**課題内容:**
ジェネリック医薬品の販社についての文章を、最後の文の後から書き継いでください。

ジェネリックを専門に販売する集団
今回は医療機関がジェネリック医薬品を仕入れする場合、主に二つのルートが存在します。一つはメディセオ、アルフレッサ、スズケン、東邦薬品といった全国網を持った医療用医薬品の専業卸問屋を大手広域卸。
そして、もう一つのルートは、地場に根付いた医薬品卸問屋で、会社規模は中小企業というよりも、組織的に数十名、数百名規模のところもあれば、1人~2人の小規模のでの会社もあります。そのためエリアも県内だけに絞った活動をしているところが大半ですが、組織化された会社は近隣に商圏を拡大しているようです。
このような医療用医薬品というカテゴリの中のジェネリック医薬品だけを取り扱う会社を「販社」と呼ばれています。今回は、この販社について掘り下げてみようと思います。
販売会社=「販社」の定義は、本来
メーカーが自社製品の流通を円滑化し、流通政策を徹底させる目的で出資・設立したメーカー資本系列の卸売流通企業。販売店援助だけでなく、配送、販売促進、アフター・サービスなど販売に関するいっさいのマーケティング活動を統括する。形態としては、地区別に販売会社を設立するケースと、商品別販売会社、あるいはメーカーの営業部的機能を果たす販売会社もある。(参照:Weblio 辞書)
といわれています。
では、ジェネリック医薬品の販社はどいったところがあるのか調べてみました。

ジェネリック専売でも100億円を販売する会社がある
全国ジェネリック医薬品販社は、どんなところがあるのか?
ジェネリック医薬品の普及とともに2010年に日本ジェネリック医薬品販社協会=( http://www.j-generic.sakura.ne.jp)が設立しました。まずはこの協会の会員企業を確認したところ協会会員企業は全国に86社。ほぼ各都道府県を網羅しています。たくさんの企業が参加しているとはいえ、この協会時代は設立されて10年ぐらいの団体です。

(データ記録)
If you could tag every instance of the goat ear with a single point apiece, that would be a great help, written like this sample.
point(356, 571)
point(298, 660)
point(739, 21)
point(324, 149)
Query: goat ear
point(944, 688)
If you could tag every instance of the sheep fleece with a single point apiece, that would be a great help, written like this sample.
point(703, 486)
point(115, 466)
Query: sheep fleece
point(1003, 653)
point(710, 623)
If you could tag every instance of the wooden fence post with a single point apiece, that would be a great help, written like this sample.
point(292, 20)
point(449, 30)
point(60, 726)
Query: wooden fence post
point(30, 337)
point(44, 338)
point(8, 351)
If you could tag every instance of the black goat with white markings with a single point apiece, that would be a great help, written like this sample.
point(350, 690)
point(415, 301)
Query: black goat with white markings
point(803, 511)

**記述回答:**
会社名 | 本社 | 資本金 | 売上高 | 従業員数 |
西部沢井薬品 | 福岡県 | 5,000万円 | 130億円 | 280 |
ジェネファ東北 | 福島県 | 4,120万円 | ||
中部日本医薬※② | 長野県 | 3,940万円 | 140 | |
日医工山形 | 山形県 | 3,500万円 | ||
寿薬品 | 北海道 | 2,600万円 | 35 | |
イズミ薬品 | 大阪府 | 2,400万円 | ||
三原薬品 | 愛媛県 | 2,000万円 | 26 | |
シンコー薬品 | 福岡県 | 1,600万円 | ||
京葉東和薬品 | 千葉県 | 1,000万円 | 30億円 | 100 |
湘南メディファー | 神奈川県 | 1,000万円 | ||
東和ケミカル | 富山県 | 1,000万円 | ||
キョーヤク※② | 新潟県 | 1,000万円 | 約10億円 | |
ジェネスト | 愛知県 | 1,000万円 | 45 |
※上記、各コーポレートサイトから抜粋。(2017.9時点)
※② 中部日本ホールディングスグループ
この協会会員企業から一部の企業を抜粋して一覧にしてみました(上記表)。コーポレートサイトを確認しましたがホームページを更新していないサイトも多く情報が最新のものか疑わしい状況ではあります。
調べていても比較材料が「資本金」程度しかなかったのが残念ですが、一部売上を公開している企業もありました。そのなかでも、おそらく全国一位?(あくまで推測)西部沢井薬品は130億円の売上を叩き出しています。
ジェネリック医薬品だけで100億円企業があるということにビックリすると同時にジェネリック使用促進の流れがここまでの数字を生み出していることに間違いはないでしょう。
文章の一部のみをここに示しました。